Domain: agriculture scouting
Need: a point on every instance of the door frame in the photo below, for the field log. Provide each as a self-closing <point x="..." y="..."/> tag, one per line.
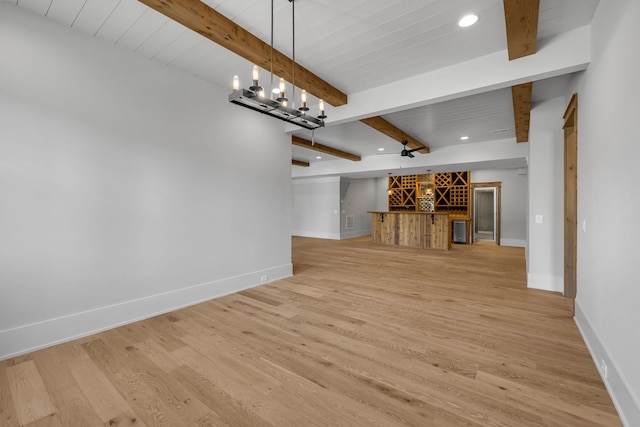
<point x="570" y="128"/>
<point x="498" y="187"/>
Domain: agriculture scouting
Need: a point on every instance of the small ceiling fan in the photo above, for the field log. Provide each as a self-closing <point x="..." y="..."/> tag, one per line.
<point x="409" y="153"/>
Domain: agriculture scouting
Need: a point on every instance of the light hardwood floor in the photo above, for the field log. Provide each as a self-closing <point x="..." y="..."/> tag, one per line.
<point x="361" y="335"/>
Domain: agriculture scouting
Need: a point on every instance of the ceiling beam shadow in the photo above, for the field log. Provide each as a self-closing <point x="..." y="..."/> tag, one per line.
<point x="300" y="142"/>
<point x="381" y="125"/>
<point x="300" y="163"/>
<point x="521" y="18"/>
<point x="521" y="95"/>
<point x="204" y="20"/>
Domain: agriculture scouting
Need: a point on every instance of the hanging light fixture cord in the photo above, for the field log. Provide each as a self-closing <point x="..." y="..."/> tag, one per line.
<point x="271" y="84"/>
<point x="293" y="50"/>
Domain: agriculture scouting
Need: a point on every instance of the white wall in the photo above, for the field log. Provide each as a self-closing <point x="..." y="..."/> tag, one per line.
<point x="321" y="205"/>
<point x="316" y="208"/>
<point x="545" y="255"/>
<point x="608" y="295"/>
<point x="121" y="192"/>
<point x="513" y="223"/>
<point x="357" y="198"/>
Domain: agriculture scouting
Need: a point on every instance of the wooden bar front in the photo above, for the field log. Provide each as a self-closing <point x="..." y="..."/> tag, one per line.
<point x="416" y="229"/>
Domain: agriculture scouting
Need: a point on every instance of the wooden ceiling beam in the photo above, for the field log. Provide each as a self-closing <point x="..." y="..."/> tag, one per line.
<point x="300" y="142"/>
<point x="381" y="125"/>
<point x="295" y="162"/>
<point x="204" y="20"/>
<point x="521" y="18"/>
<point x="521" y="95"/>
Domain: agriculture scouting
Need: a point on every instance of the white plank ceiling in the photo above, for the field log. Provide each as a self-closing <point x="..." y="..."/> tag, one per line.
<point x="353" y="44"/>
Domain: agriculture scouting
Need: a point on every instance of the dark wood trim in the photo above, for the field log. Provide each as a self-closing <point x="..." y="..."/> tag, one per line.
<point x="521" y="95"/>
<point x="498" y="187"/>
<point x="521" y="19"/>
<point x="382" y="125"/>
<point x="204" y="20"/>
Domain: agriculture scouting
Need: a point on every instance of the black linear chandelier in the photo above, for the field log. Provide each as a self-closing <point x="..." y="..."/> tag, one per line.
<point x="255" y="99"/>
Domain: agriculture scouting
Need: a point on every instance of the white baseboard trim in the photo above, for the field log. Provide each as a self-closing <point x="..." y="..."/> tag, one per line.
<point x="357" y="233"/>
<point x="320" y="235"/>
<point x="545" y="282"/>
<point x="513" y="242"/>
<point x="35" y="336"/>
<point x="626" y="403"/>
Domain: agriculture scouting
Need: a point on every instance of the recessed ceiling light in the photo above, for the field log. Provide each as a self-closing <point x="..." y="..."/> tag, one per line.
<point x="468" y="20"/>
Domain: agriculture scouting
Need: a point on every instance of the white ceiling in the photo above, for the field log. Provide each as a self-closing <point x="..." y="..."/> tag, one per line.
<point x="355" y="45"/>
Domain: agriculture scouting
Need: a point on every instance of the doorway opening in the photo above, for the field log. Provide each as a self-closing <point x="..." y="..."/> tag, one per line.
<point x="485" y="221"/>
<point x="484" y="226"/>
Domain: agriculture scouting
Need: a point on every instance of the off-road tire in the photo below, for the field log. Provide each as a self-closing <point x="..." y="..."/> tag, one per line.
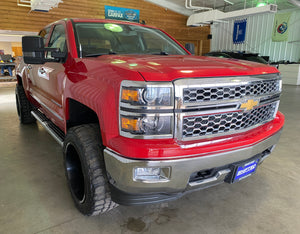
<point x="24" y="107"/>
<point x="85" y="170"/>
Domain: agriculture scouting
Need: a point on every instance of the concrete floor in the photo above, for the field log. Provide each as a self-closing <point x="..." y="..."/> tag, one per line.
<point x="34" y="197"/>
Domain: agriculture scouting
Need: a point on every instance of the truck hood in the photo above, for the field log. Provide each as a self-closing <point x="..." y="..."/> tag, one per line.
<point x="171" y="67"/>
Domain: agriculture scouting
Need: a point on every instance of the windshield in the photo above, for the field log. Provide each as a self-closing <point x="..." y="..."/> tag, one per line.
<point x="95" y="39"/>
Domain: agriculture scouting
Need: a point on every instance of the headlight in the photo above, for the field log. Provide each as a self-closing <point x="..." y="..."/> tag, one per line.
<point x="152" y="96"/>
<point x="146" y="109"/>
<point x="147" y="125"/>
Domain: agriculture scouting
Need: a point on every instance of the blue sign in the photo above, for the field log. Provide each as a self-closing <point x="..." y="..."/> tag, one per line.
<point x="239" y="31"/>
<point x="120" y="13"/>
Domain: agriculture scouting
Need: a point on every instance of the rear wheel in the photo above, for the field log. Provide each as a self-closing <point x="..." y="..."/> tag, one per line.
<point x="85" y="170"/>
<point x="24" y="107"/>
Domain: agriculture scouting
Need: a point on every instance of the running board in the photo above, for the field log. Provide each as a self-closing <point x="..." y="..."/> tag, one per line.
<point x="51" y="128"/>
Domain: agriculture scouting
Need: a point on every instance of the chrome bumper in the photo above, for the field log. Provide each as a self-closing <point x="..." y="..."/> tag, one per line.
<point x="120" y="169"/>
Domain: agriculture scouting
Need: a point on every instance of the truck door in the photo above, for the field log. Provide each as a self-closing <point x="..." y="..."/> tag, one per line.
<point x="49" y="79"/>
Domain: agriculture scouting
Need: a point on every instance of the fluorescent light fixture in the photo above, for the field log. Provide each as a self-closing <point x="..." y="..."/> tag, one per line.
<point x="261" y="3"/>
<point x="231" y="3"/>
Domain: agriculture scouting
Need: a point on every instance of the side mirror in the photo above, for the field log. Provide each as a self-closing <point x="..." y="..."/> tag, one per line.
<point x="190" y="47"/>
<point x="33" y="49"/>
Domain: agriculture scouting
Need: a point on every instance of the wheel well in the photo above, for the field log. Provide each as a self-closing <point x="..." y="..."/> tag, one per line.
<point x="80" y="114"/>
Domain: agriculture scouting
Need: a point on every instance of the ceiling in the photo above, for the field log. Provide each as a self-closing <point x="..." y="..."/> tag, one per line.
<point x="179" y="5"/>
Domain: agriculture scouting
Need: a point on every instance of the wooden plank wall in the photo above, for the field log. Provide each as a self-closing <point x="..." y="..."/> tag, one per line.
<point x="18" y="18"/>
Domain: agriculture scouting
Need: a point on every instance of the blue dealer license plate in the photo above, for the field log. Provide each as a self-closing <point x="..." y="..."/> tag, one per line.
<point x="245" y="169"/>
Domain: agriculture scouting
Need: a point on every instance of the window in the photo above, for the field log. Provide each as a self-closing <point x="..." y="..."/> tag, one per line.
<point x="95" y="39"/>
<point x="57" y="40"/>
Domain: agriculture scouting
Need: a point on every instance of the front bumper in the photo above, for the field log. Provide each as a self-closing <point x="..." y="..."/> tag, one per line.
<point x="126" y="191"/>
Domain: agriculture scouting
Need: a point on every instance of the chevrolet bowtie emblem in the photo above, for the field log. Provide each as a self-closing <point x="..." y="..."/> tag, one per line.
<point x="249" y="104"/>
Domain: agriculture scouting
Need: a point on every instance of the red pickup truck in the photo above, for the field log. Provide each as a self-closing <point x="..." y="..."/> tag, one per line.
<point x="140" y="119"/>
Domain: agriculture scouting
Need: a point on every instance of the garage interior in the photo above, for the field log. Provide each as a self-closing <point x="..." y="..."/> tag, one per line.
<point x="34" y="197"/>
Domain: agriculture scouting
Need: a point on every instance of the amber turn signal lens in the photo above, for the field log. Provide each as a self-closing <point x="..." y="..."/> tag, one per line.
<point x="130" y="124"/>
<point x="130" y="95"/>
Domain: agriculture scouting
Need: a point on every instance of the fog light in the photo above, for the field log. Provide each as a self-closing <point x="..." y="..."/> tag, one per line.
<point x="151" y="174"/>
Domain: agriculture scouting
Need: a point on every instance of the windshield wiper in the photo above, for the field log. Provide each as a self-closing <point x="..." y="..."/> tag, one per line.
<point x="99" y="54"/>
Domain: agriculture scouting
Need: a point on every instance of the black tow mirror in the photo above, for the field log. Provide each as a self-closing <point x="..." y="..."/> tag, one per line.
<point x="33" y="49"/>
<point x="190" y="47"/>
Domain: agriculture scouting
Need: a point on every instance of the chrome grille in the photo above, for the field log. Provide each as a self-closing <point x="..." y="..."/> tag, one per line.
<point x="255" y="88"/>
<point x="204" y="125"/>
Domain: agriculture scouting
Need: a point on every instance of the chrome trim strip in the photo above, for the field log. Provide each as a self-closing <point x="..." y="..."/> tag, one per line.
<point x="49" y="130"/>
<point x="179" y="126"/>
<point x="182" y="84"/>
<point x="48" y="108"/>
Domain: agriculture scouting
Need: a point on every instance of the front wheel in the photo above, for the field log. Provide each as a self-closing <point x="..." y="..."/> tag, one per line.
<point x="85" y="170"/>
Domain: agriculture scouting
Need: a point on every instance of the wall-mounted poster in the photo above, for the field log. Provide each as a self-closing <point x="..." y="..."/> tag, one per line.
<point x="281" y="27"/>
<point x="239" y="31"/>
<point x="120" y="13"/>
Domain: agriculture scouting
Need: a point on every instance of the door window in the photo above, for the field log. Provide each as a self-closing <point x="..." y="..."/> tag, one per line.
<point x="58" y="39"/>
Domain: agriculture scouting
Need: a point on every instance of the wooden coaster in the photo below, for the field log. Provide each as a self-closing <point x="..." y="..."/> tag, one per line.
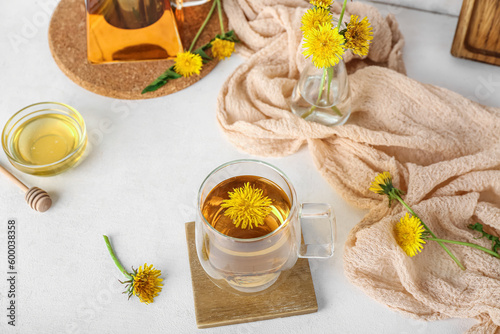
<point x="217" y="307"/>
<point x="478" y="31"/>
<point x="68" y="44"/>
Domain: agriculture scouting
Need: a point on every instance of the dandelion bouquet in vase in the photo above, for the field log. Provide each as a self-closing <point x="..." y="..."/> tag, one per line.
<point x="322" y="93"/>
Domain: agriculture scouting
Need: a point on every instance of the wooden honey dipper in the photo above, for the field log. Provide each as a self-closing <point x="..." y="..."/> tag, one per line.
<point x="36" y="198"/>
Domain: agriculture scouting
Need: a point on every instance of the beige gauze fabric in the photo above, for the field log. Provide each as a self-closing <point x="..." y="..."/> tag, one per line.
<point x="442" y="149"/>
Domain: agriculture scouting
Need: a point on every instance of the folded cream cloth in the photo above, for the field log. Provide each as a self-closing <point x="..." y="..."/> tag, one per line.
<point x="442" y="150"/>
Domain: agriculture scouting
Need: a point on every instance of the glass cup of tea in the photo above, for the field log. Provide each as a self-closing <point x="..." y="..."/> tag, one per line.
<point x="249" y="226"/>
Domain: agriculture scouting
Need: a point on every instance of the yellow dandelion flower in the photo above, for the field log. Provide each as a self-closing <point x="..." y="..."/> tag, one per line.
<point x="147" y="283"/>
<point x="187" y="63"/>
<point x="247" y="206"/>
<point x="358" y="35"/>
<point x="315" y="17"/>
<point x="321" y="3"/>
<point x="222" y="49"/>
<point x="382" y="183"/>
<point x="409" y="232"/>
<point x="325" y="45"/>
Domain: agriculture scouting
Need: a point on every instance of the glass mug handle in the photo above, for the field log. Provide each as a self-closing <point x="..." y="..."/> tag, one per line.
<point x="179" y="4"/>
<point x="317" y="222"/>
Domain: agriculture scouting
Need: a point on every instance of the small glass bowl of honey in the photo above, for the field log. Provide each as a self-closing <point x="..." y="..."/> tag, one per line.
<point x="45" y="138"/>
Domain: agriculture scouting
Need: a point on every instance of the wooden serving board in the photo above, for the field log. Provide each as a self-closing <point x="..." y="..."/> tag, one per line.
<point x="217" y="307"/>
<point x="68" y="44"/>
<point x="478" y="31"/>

● ● ● ● ● ● ●

YOUR INSTRUCTIONS> Tally the lines above that contain the word "chrome", treating case as significant, and reply with the number only.

THE RESPONSE> 3